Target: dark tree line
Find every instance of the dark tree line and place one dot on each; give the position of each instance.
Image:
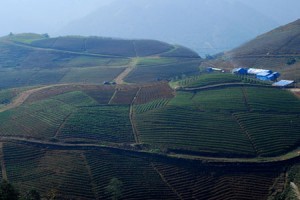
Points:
(9, 192)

# [Task requirements]
Rewrite the data above with every "dark tree line" changed to "row of dark trees" and nothing else altered. Omit the pictures.

# [Correct answer]
Target: row of dark trees
Find every instance of the row of dark trees and place one dot on each; give the position of each instance.
Image:
Points:
(9, 192)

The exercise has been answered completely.